> **Exercise aim**
Rewrite the data from the line containing "target: porous rock surface" through the line containing "[0,178,402,268]", with "wooden post" replaced by "wooden pole" and nothing else altered. Return only those lines.

━━━━

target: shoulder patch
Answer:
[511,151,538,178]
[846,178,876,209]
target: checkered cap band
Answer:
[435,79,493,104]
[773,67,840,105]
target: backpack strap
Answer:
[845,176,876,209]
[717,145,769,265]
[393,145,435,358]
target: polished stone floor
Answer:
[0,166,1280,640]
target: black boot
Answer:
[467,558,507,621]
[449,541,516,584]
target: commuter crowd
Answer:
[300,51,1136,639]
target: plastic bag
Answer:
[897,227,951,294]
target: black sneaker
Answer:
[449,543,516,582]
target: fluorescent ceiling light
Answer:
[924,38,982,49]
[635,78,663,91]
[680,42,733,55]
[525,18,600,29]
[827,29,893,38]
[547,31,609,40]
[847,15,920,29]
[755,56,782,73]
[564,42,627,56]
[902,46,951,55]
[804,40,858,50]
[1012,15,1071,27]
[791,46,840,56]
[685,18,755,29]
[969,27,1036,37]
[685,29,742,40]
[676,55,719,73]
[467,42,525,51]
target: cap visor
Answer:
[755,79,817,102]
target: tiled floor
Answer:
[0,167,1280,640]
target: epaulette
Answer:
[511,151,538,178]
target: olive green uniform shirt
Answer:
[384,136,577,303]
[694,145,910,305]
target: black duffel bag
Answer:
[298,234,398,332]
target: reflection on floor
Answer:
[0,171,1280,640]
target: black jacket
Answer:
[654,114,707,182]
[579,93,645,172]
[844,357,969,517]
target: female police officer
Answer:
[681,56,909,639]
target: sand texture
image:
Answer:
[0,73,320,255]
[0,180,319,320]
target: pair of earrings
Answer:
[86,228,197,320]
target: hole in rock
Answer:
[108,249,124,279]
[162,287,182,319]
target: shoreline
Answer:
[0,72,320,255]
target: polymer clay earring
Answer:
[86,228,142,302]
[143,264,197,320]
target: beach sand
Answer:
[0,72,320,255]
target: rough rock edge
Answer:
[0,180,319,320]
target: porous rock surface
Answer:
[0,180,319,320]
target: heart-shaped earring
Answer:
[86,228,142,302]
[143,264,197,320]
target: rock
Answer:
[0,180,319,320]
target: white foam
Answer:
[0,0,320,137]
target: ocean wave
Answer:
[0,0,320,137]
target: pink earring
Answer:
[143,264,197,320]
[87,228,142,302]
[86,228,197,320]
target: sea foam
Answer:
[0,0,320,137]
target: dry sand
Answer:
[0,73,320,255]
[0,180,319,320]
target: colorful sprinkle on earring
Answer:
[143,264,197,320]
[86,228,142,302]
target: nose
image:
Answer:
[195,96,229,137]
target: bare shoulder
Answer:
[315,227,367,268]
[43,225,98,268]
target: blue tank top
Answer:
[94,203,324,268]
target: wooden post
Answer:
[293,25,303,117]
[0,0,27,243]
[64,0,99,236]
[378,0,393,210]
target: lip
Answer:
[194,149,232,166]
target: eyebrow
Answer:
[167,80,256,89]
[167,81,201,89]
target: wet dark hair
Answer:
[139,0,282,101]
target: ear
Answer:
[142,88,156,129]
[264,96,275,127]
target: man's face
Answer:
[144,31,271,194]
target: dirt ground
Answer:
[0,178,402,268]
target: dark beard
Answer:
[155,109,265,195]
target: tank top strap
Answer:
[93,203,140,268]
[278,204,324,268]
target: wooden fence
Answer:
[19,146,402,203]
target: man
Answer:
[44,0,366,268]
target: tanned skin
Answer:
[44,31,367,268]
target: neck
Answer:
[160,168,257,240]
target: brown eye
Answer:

━━━━

> **Written answer**
target: porous rock surface
Answer:
[0,180,319,320]
target: heart-shaped earring
Answer:
[86,228,142,302]
[143,264,197,320]
target: rock
Answer:
[0,180,319,320]
target: white foam
Answer:
[0,0,320,137]
target: ocean wave
Answer:
[0,0,320,137]
target: pink earring
Answer:
[143,264,197,320]
[87,228,142,302]
[86,228,197,320]
target: sea foam
Answer:
[0,0,320,137]
target: dry sand
Answer:
[0,73,320,255]
[0,180,319,320]
target: colorful sprinkle on earring
Answer:
[143,264,197,320]
[86,228,142,302]
target: nose
image:
Answer:
[195,96,229,137]
target: bare shoulder
Answer:
[315,227,367,268]
[43,225,98,268]
target: blue tank top
Answer:
[94,203,324,268]
target: wooden pole
Answer:
[293,25,303,117]
[0,0,27,243]
[64,0,99,236]
[378,0,393,210]
target: lip
Answer:
[194,149,232,166]
target: eyebrow
Answer:
[167,80,256,89]
[167,81,201,89]
target: wet dark hair
Answer:
[139,0,282,101]
target: ear
Answer:
[142,88,156,129]
[264,96,275,127]
target: man's face
Answer:
[144,31,271,194]
target: dirt ground
Answer:
[0,178,402,268]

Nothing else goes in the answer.